ASSIGNED TASK: Set down exactly, and only, the lines from the one with "Please pin the double-hung" to the final line of the entries, both included.

------ SUPPLIED DATA

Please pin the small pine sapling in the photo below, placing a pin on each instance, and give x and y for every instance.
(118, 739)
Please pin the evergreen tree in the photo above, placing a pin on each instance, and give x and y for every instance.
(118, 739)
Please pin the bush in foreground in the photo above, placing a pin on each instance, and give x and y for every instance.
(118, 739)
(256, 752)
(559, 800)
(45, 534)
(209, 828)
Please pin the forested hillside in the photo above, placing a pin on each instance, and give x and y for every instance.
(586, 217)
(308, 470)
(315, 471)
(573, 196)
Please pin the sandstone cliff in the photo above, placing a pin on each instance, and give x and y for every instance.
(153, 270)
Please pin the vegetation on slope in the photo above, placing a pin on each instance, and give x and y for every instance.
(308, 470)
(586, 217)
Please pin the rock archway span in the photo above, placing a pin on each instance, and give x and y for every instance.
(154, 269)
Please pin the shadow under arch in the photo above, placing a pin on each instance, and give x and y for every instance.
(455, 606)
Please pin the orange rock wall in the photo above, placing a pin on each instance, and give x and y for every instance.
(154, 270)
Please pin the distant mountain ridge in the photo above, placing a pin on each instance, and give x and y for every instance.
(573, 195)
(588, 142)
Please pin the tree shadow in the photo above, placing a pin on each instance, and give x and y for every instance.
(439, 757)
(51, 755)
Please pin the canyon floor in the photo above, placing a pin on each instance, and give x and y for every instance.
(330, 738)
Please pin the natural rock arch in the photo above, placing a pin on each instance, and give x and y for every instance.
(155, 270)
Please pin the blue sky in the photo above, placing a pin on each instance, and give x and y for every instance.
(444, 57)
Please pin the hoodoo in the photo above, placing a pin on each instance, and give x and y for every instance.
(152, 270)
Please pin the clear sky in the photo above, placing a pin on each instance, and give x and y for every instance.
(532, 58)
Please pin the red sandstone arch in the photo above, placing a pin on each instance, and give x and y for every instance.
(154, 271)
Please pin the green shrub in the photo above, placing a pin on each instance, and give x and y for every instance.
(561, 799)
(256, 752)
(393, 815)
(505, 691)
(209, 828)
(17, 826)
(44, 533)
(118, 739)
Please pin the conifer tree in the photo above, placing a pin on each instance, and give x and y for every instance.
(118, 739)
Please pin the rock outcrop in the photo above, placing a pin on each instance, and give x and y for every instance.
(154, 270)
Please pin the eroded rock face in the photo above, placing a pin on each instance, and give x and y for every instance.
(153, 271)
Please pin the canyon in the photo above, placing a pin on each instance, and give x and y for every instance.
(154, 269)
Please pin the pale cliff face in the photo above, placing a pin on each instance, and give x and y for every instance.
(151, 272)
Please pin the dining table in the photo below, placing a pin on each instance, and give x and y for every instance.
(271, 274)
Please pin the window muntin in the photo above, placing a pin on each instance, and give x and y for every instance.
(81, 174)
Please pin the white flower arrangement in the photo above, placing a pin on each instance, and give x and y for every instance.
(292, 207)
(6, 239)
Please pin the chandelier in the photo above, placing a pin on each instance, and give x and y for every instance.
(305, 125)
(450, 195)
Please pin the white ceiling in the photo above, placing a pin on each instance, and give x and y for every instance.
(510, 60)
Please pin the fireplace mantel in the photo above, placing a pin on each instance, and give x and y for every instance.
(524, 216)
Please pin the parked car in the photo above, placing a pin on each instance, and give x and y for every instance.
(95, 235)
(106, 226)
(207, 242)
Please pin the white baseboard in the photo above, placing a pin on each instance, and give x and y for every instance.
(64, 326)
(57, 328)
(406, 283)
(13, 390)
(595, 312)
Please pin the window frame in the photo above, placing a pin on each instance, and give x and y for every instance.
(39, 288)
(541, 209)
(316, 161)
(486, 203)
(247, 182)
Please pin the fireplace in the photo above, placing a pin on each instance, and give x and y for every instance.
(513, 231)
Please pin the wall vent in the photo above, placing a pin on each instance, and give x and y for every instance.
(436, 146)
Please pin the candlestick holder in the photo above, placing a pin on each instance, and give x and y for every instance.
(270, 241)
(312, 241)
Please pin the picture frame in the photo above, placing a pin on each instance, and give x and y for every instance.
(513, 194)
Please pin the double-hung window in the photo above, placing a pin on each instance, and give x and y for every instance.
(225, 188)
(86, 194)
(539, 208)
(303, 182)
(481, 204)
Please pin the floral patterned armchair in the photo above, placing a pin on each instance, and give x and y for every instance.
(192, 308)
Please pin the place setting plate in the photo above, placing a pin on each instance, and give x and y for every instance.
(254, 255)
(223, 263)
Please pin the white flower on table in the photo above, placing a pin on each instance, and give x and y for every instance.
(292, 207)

------------

RESULT:
Please pin the double-hung window in the photo above, placing a pin on each instance, and give x and y for every instance.
(225, 188)
(86, 194)
(539, 208)
(303, 182)
(481, 204)
Please pin the floral patterned armchair in the photo above, placing a pin on each instance, and give x and y for every instance.
(192, 308)
Please pin the place setting plate in the photo above, placing a pin on each instance, and give x and y for every instance.
(254, 255)
(223, 263)
Please pin the white flower on table in the photo above, placing a pin on each instance, and give x and y for every instance.
(292, 207)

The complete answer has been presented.